Given instruction
In the items below, replace every "wooden table" with "dining table" and leave everything else as it is.

Dataset records

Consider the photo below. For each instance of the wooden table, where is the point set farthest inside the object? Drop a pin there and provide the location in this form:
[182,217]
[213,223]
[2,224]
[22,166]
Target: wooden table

Result of this exercise
Consider the photo below. For each instance of the dining table, where is the point set farthest inside the object? Drop a pin there and provide the location in this form:
[182,217]
[213,223]
[2,224]
[22,166]
Target: dining table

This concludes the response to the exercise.